DOCUMENT EXCERPT:

Meanwhile, the gender pay gap remains a chasm in many sectors.
According to a recent survey male accountants are paid 40 to 50 per cent more than their female counterparts in Australia and New Zealand.
The study by the Chartered Accountants Australia and New Zealand confirmed men hold most of the senior positions in accounting, suggesting an unconscious bias behind the gender pay gap and its reality.
The survey was quickly described as revealing some "uncomfortable truths" in the industry.
As the first woman to be chief executive of an NZX listed company – Telecom NZ in the early 2000s – Gattung is well aware of those uncomfortable truths.
Her experience was captured recently in a NZ Herald podcast when she talked about herself and former Westpac CEO Anne Sherry being included in CEO pay surveys.
"Once Ann Sherry and I were no longer in the corporate world there was a decade when there were no women on that list."
At least now New Zealand has women running major banks, Spark NZ and more women on boards.
But what is needed is more pay transparency in the corporate world to deal with the structural issues behind the gender pay gap, she says. And her goal is to improve gender disparity in business, leadership and governance first. One will hopefully lead to the other.
A key step for the new project will be appointing an academic leader to run the Theresa Gattung Chair of Women in Entrepreneurship. That process begins this month and it is most likely a global academic will be chosen.
The chair will lead the development of the education programme which will be open to graduates and undergraduates from all faculties as well and PhD and Master's in Business.
The programme will involve credit courses as well as internships with women entrepreneurs. In time it will stretch to a school's outreach programme.
Gattung will be a great force in this – not only her passion and energy but also the strong network she will bring into mentoring and inspiring the students.
Gattung has already invested huge amounts of financial and human capital into helping women achieve parity in business and increase their role in leadership and governance.
This initiative is designed to lead transformative change and it's important the business community gets behind the centre financially and through participation.

ENTRIES SUPPLIED:
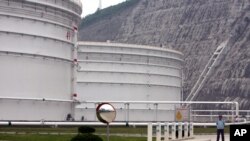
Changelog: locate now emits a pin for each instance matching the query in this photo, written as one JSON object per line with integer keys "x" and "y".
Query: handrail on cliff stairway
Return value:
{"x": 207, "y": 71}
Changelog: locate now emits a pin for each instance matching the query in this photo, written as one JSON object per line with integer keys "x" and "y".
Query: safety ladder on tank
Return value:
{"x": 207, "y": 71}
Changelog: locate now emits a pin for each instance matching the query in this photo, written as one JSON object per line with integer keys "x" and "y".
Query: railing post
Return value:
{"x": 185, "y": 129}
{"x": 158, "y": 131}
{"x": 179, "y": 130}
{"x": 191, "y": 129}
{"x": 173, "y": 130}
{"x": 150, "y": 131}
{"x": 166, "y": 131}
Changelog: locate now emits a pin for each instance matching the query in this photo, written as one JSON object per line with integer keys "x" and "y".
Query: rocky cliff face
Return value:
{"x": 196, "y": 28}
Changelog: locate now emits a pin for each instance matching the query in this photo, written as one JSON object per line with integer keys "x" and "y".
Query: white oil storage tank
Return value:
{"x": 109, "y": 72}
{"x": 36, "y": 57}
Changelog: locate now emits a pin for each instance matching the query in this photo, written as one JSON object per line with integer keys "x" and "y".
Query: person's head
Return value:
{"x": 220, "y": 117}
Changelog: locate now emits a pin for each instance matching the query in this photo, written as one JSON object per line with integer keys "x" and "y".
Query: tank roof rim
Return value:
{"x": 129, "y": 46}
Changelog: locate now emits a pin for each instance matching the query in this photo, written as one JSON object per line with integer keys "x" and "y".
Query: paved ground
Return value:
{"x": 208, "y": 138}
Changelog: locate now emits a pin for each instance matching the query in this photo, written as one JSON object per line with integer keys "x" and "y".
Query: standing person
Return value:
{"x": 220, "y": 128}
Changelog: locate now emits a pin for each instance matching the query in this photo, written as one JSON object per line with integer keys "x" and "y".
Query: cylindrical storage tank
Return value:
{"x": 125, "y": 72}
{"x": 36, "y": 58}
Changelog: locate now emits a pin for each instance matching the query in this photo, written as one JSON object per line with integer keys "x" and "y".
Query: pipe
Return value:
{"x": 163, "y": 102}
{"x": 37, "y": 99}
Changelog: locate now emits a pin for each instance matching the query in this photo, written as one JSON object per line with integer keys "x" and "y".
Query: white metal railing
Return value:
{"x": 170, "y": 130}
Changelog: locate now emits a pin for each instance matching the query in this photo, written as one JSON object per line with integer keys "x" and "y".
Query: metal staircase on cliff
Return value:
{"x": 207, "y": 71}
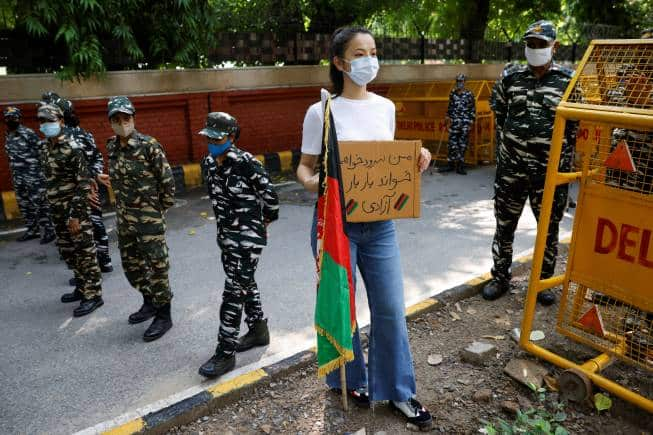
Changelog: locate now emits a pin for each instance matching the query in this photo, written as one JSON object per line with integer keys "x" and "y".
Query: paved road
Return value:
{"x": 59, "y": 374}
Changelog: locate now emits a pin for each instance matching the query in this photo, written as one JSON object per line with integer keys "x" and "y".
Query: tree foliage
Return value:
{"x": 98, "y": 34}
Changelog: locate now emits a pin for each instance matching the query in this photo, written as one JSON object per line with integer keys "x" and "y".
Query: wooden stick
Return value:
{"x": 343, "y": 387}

==

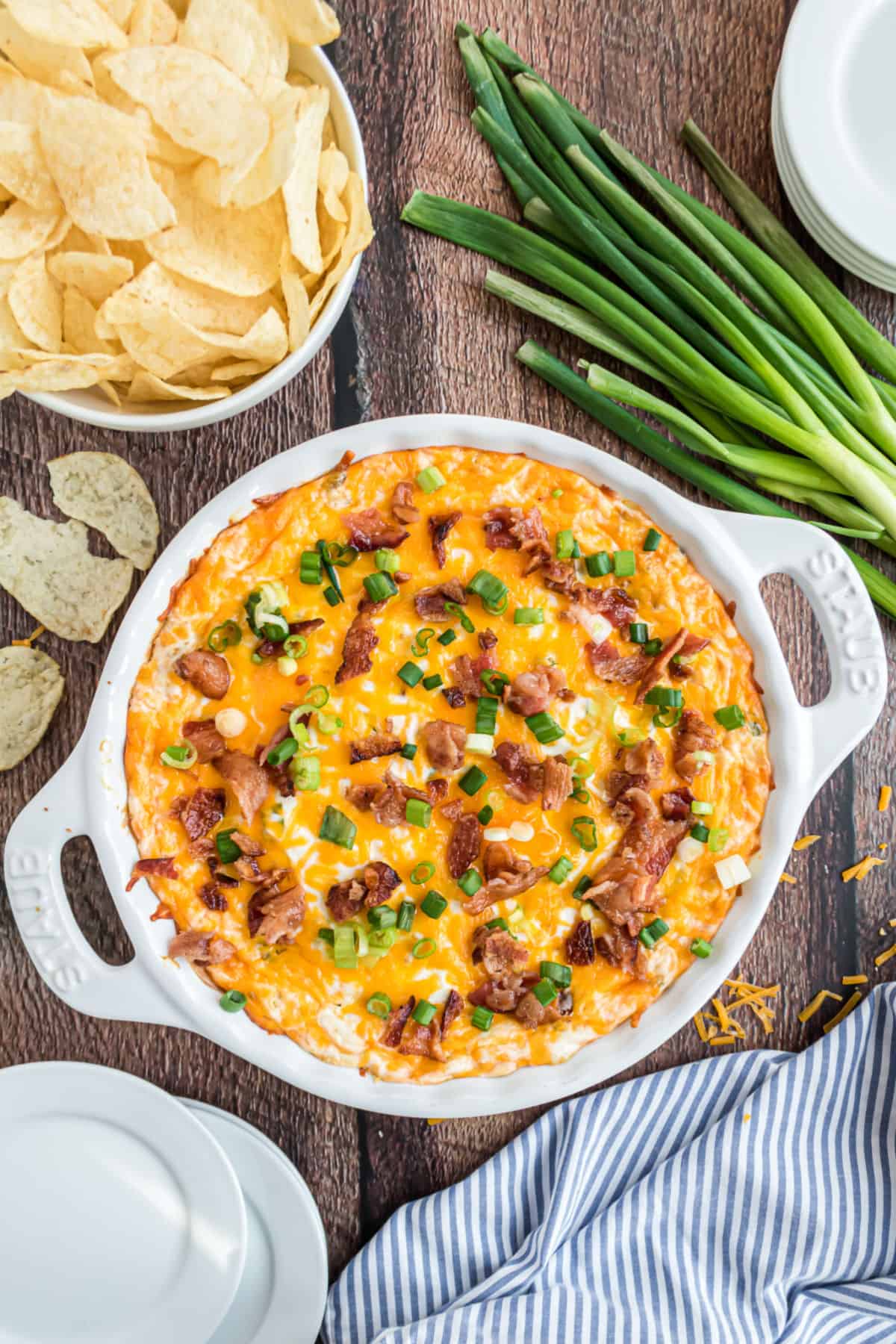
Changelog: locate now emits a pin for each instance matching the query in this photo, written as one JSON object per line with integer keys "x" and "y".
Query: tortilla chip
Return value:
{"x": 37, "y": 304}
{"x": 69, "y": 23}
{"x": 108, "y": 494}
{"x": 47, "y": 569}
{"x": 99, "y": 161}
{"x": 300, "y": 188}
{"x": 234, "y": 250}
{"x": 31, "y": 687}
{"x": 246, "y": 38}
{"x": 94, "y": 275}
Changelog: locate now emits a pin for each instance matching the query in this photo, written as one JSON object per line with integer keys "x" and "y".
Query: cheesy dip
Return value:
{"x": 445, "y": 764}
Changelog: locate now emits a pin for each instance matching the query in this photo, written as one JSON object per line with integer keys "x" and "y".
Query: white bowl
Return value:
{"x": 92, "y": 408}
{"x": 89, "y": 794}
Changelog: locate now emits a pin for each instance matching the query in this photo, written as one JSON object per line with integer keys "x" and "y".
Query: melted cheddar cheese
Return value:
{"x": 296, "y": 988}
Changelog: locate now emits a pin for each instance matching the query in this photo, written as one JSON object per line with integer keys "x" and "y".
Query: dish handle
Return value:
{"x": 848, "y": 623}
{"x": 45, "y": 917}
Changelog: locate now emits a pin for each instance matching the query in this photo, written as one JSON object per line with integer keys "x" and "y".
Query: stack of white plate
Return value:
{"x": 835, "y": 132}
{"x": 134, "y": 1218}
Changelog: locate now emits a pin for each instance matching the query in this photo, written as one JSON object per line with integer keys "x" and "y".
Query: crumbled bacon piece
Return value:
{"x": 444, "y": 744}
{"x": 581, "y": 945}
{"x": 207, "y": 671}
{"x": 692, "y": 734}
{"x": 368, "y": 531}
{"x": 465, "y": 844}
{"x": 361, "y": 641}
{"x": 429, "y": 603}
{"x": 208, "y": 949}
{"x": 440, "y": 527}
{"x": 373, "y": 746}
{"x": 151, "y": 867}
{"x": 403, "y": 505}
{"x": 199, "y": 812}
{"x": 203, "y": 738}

TO BE DONE:
**A.** In the article on the gender pay gap, why is Gattung described as well aware of the industry's "uncomfortable truths"? Explain in one to three sentences.
**B.** According to the article on the gender pay gap, how much more are male accountants paid than their female counterparts in Australia and New Zealand?
**C.** Please say whether each statement agrees with the article on the gender pay gap. Answer yes or no and quote the deciding words.
(i) The education programme will be open only to Master's in Business students.
(ii) The process of appointing an academic leader begins this month.
(iii) The programme will include internships with women entrepreneurs.

TASK RESULTS:
**A.** She was the first woman to be chief executive of an NZX listed company, Telecom NZ, in the early 2000s. That experience is why she is well aware of those truths.

**B.** They are paid 40 to 50 percent more.

**C.**
(i) No: "open to graduates and undergraduates from all faculties as well and PhD and Master's in Business"
(ii) Yes: "That process begins this month"
(iii) Yes: "internships with women entrepreneurs"